Tax Issues Intentionally Not Addressed In Wellness Regulations, IRS Speaker Says
By Florence Olsen
Recently issued rules on wellness programs under the Affordable Care Act did not address the tax treatment of wellness incentives because that was not the purpose of the regulations, an Internal Revenue Service official said May 31.
“Unfortunately, there’s been some confusion,” said Stephen B. Tackney, IRS deputy division counsel and deputy associate chief counsel in the Tax Exempt and Government Entities Division. The wellness program regulations are not about tax consequences or tax compliance, he said.
“If you comply with the regulations, it doesn’t affect your tax treatment,” Tackney said during a session on health care and the Affordable Care Act at the Federal Bar Association’s annual Insurance Tax Seminar.

•••••

- [Assignment A]:
Condense the wellness-regulations article's paragraph beginning "Recently issued rules on wellness programs" into a short bulleted list that keeps its main facts.
- [Assignment B]:
Answer these questions from the wellness-regulations article:
(i) Who wrote the article?
(ii) On what date did the IRS official speak?
(iii) At what event did Tackney speak?
- [Assignment C]:
Proceed with the wellness-regulations article, starting right after its last sentence.
The records that follow this article have a separate source.

- [Data supplied]:
•••••

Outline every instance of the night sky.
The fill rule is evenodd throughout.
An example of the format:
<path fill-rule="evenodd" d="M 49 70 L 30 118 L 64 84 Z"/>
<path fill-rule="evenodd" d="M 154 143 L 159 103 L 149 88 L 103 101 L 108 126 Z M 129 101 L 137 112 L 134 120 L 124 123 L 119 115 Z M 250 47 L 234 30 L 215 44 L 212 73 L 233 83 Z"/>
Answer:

•••••

- [Exercise output A]:
- Recent Affordable Care Act rules on wellness programs did not cover how wellness incentives are taxed.
- That was not the purpose of the regulations.
- An Internal Revenue Service official said this on May 31.

- [Exercise output B]:
(i) Florence Olsen
(ii) May 31
(iii) The Federal Bar Association's annual Insurance Tax Seminar

- [Exercise output C]:
Asked to clarify whether “incentive rewards” offered through wellness programs could be considered benefit payments, Tackney said that cash paid to employees to cover a portion of their gym fees, for example, is not medical care, which means that it would not qualify for special tax treatment as a group health plan benefit.
In that case, “you look to your regular tax principles,” Tackney said.
“If you are providing your employee cash for doing something, generally that’s going to be taxable,” unless it is somehow excludable “as a fringe benefit or something like that,” he said.